* Start Data provided *

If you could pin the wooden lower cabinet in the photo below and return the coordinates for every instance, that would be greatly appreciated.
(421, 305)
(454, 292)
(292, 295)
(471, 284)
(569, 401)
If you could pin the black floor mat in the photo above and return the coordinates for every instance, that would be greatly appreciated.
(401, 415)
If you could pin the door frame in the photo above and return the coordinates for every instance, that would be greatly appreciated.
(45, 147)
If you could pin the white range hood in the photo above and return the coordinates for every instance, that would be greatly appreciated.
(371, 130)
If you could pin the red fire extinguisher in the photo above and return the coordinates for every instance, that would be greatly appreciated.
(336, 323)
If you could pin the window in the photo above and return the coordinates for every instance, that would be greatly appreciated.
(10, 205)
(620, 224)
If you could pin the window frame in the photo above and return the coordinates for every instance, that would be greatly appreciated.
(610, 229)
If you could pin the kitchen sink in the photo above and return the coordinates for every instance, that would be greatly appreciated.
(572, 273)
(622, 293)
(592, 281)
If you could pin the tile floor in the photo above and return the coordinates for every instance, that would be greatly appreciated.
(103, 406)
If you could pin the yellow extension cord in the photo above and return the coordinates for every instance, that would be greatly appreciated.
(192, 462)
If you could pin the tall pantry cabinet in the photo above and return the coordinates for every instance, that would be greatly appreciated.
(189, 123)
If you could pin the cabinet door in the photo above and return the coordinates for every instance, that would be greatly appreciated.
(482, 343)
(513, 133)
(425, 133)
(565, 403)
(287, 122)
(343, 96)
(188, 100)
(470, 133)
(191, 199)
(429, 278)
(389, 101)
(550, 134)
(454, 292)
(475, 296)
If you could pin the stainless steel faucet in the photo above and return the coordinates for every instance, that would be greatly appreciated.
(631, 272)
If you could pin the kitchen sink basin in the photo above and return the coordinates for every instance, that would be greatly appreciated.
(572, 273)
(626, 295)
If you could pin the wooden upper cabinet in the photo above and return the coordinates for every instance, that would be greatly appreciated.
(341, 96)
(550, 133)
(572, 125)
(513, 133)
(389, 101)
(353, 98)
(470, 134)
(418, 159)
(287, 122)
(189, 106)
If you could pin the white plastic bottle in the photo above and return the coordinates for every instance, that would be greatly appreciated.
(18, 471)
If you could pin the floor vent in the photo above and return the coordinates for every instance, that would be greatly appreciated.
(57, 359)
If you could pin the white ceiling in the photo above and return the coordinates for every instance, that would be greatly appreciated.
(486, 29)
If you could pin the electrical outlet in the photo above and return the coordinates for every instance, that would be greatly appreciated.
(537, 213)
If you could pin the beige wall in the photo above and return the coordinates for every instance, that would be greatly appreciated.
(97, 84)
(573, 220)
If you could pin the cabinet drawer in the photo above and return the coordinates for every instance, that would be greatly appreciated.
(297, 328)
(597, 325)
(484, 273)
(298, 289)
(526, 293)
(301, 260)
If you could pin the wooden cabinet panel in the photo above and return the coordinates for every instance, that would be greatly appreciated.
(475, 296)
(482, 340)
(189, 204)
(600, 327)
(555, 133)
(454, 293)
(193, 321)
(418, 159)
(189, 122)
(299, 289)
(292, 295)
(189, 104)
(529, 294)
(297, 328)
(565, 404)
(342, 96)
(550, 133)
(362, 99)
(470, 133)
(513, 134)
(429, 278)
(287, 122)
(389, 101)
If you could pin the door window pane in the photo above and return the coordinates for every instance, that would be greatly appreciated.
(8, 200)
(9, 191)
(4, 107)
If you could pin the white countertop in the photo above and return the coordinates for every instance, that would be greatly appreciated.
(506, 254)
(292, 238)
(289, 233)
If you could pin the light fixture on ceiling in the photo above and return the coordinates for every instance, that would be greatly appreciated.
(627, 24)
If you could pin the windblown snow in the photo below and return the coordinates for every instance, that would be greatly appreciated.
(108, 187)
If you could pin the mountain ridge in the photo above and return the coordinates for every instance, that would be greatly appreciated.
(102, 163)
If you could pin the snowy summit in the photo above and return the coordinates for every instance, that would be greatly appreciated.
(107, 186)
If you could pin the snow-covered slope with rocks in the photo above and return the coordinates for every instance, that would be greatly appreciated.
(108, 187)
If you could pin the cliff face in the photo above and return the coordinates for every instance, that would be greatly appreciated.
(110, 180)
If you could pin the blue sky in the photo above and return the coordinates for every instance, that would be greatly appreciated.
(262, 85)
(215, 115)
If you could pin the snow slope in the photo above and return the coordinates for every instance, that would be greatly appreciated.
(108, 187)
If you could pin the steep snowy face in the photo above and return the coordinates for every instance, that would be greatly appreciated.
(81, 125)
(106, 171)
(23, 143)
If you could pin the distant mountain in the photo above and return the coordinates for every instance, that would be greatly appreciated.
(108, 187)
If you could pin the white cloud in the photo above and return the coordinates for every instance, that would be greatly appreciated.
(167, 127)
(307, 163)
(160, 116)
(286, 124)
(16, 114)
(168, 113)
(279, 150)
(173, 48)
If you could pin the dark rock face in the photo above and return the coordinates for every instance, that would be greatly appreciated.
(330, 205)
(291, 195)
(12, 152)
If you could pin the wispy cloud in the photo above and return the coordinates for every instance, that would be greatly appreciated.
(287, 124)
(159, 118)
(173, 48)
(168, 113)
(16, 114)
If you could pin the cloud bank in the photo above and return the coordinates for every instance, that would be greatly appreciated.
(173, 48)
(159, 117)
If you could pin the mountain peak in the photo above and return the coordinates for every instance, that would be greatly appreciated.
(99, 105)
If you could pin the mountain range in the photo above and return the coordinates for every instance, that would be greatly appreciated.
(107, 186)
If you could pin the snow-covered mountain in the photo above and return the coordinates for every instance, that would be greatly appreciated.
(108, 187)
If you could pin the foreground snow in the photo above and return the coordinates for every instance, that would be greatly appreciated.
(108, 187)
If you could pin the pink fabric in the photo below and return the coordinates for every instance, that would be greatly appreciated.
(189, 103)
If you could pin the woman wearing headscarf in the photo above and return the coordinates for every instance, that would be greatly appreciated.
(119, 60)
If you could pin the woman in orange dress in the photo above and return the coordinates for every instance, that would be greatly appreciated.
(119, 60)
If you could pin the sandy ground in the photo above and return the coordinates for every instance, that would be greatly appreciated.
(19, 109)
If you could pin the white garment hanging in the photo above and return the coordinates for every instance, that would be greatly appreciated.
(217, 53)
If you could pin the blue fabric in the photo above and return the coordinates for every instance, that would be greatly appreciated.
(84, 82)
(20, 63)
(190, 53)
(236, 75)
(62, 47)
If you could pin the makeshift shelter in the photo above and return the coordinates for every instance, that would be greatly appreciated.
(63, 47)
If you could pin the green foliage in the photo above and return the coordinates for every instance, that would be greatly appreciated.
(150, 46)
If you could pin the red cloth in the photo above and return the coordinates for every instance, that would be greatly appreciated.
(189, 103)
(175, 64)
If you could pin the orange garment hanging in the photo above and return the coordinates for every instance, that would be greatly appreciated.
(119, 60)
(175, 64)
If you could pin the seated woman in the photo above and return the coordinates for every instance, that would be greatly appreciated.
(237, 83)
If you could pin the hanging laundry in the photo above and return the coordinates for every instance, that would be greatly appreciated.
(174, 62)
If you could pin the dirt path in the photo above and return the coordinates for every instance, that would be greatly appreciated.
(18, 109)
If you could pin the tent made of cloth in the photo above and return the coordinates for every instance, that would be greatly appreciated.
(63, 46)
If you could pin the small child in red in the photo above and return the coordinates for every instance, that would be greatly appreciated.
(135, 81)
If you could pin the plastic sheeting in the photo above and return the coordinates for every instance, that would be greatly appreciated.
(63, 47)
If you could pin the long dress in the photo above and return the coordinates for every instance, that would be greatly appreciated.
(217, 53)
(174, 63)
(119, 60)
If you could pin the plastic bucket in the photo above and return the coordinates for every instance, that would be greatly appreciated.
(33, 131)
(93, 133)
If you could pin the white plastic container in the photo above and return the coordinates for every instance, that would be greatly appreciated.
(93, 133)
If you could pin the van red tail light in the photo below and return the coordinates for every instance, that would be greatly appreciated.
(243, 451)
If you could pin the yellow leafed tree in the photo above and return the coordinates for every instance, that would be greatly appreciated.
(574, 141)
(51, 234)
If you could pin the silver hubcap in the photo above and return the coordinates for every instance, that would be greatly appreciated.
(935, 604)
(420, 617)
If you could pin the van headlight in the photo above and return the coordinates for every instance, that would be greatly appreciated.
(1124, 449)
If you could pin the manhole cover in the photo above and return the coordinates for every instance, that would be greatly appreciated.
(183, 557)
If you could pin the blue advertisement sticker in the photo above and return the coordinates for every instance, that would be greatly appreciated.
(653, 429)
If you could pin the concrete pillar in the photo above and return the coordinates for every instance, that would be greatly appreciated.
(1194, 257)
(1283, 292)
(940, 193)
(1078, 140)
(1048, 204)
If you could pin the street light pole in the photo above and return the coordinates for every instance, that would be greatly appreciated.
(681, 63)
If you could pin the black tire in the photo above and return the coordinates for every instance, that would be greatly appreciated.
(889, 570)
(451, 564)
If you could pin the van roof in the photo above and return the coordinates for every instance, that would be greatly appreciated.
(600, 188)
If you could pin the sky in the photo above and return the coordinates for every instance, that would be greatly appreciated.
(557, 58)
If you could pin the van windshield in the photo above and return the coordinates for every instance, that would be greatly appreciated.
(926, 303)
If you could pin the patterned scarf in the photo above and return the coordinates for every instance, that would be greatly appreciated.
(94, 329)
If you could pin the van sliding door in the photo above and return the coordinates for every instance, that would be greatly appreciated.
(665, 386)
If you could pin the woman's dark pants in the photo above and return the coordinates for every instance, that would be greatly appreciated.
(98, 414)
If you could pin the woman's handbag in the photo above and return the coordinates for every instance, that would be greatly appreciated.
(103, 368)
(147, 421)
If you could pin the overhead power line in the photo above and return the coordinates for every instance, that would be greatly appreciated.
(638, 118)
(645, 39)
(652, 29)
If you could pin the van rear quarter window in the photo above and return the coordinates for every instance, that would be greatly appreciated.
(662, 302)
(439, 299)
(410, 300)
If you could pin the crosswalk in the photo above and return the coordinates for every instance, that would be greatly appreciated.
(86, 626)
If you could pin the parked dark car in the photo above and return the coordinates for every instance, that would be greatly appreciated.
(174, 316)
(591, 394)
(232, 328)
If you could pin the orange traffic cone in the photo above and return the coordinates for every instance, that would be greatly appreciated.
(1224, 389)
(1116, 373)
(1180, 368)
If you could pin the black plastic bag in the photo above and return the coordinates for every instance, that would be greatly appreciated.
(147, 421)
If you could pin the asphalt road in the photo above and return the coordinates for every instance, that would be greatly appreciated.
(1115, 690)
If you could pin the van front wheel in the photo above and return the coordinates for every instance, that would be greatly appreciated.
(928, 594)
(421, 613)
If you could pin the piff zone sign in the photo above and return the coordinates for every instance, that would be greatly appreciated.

* End Data provided *

◆ **Your instructions**
Reproduce exactly, with nothing added, the lines from the one that contains "If you could pin the orange traffic" to the end of the data.

◆ **Exercise answer**
If you could pin the orange traffic cone in the photo above and return the coordinates for every instance, that would be greatly appreciated.
(1224, 389)
(1116, 373)
(1180, 368)
If you could pin the black plastic bag in the photo above and return the coordinates for every instance, that would be greatly appreciated.
(147, 421)
If you could pin the asphalt road in the photo above and return the coordinates for every instance, that would be greatly appreciated.
(1115, 690)
If you could pin the van front wheel in the photo above and return the coordinates for every instance, that would be greatly appreciated.
(928, 594)
(421, 613)
If you could pin the piff zone sign in the photo above and return the coordinates for every instance, that would be greatly appreciated.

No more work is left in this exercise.